Return every line of the data below word for word, with nothing altered.

○ ○ ○

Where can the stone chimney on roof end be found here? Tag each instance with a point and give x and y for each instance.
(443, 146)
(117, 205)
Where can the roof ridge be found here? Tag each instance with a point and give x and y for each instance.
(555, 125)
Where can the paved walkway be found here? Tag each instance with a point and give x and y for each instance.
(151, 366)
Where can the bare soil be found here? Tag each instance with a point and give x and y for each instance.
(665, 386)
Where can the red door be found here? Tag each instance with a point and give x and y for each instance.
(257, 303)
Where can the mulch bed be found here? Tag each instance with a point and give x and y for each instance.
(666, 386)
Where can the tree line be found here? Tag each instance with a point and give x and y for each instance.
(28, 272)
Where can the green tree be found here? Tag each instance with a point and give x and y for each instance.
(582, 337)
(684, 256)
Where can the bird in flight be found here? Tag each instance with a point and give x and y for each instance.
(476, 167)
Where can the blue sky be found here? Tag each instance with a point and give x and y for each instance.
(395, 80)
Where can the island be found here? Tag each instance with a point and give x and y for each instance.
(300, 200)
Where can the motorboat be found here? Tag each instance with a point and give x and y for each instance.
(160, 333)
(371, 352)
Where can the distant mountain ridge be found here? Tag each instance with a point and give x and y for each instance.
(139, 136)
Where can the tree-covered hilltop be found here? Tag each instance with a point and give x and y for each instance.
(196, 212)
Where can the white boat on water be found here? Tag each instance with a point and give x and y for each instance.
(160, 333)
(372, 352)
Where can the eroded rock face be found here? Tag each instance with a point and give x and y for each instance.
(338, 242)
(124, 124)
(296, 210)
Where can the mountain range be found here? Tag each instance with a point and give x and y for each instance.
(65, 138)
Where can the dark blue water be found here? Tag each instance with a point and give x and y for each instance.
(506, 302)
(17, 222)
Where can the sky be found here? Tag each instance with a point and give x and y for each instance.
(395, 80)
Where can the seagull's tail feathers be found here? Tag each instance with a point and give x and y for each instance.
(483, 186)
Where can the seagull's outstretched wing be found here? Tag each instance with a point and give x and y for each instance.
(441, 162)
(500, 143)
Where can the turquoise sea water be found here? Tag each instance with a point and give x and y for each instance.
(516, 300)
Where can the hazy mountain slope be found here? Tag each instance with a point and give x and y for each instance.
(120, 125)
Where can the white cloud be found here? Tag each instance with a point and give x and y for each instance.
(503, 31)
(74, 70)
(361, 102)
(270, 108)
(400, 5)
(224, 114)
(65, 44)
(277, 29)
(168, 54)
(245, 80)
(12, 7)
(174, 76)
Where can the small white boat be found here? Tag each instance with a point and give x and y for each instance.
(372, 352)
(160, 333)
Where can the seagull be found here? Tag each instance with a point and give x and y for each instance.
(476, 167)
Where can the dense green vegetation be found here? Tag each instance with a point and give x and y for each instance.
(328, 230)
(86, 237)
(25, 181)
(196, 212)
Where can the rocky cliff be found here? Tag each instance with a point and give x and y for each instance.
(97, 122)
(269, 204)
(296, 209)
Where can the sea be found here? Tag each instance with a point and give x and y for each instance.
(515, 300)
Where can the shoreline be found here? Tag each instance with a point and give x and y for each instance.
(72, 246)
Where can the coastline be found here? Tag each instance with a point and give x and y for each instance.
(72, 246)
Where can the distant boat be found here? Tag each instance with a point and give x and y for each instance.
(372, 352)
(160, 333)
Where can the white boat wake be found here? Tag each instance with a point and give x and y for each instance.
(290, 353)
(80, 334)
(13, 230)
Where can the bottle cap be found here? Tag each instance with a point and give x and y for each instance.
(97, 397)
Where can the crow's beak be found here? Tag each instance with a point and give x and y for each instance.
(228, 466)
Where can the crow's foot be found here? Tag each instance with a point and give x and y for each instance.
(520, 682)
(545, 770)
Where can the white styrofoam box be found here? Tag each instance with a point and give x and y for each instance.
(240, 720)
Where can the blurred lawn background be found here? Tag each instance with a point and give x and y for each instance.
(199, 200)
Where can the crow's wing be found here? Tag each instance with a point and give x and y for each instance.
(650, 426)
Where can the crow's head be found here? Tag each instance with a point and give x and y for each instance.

○ ○ ○

EXPECTED OUTPUT →
Where can the stone chimney on roof end be found here? Tag each instance with a point and give x and y for each instance.
(443, 146)
(117, 205)
Where can the roof ridge be found here? Tag each instance with a point and give x and y for each instance.
(555, 125)
Where can the paved walkway be found here? Tag each instance with a point and give x and y for each instance.
(151, 366)
Where can the bare soil be found here? Tag each instance with a point and give x and y for each instance.
(665, 386)
Where can the red door be found here? Tag each instance with a point and give x and y for each instance.
(257, 303)
Where can the mulch bed be found here? Tag each instance with a point and give x and y for each instance.
(666, 386)
Where can the tree line be found here? Tag each instance with a point and give x and y for each instance.
(28, 272)
Where can the green tree be found here? Tag each instance with a point and give x and y for each instance.
(582, 337)
(684, 256)
Where can the bird in flight be found here? Tag each instance with a point and give x and y for each instance.
(476, 167)
Where can the blue sky be found here? Tag each instance with a point and give x and y for each instance.
(395, 80)
Where can the island be found here? Tag each instance with a point and give x and y for each instance.
(300, 200)
Where can the motorboat be found here? Tag each instance with a point and give x and y for each instance.
(160, 333)
(371, 352)
Where can the distant mountain ridge be found here? Tag each instance with a point and give x and y for each instance.
(139, 136)
Where can the tree-covered hilltop be found here? Tag each instance with a point and give x and y for each instance.
(196, 212)
Where can the white boat on water be found here? Tag each instance with a point and give x and y for each instance.
(160, 333)
(372, 352)
Where can the eroded rock face be found here? Tag each instance with a point and give x and y for each instance.
(338, 242)
(124, 124)
(296, 210)
Where can the mountain range be found here? Tag each instance with a point and give x and y for each instance.
(65, 138)
Where can the dark blue water be found here? Tag each instance with a point and give x and y for each instance.
(506, 302)
(17, 222)
Where can the sky be found here? Tag each instance with a point and give x and y for each instance.
(395, 80)
Where can the seagull's tail feathers be found here? Tag each instance with a point and give x and y for each instance.
(483, 186)
Where can the seagull's outstretched wing be found here? Tag each instance with a point and give x and y for each instance.
(441, 162)
(500, 143)
Where can the turquoise sea water be found here? Tag each instance with a point and give x and y for each instance.
(516, 300)
Where can the hazy mountain slope be found here? Tag each instance with a point and give x and y for each instance.
(120, 125)
Where can the white cloud be found here? Tag each instance with a point and give x and y for each instance.
(503, 31)
(74, 70)
(361, 102)
(270, 108)
(400, 5)
(224, 114)
(65, 44)
(277, 29)
(168, 54)
(245, 80)
(12, 7)
(174, 76)
Where can the small white boat be found here? Tag each instance with a point and give x and y for each instance.
(372, 352)
(160, 333)
Where can the seagull be found here? Tag each instance with a point and give x and y for each instance.
(476, 167)
Where can the dense green vegetation be found here? Tag each instance with a point and give x and y for each instance.
(328, 230)
(86, 237)
(25, 181)
(196, 212)
Where can the rocky cliff be found here? Tag each instance with a point and give x and y for each instance.
(97, 122)
(269, 204)
(296, 209)
Where can the sea be found here? Tag each instance with a point and give x and y for each instance.
(515, 300)
Where can the shoreline be found here? Tag each instance with a point and give x and y for each instance.
(72, 246)
Where can the coastline be found here? Tag each instance with a point and give x and y for each instance.
(72, 246)
Where can the distant boat be found here? Tag each instance with a point and give x and y for each instance.
(372, 352)
(160, 333)
Where can the white boat wake be found here? Tag each instance with a point and give x and y for each instance.
(290, 353)
(80, 334)
(13, 230)
Where can the bottle cap be found here? Tag each instance with a point and give x and y for each instance.
(97, 397)
Where can the crow's beak be found here? Tag each instance with a point and give x and y for each instance.
(228, 466)
Where can the crow's foot be found here? Tag each instance with a point and give x and y for each instance.
(520, 682)
(545, 770)
Where can the white styrofoam box be found here? Tag each instance with a point and give x and y for each instance.
(240, 720)
Where can the blurred lawn background be found here? Tag each instance with a point and give x and y for each instance.
(199, 200)
Where can the crow's wing be found here? Tag each instance with a point and give x and y for each instance.
(650, 426)
Where can the crow's head be found here? Tag each instance with a point and give x and y for each instance.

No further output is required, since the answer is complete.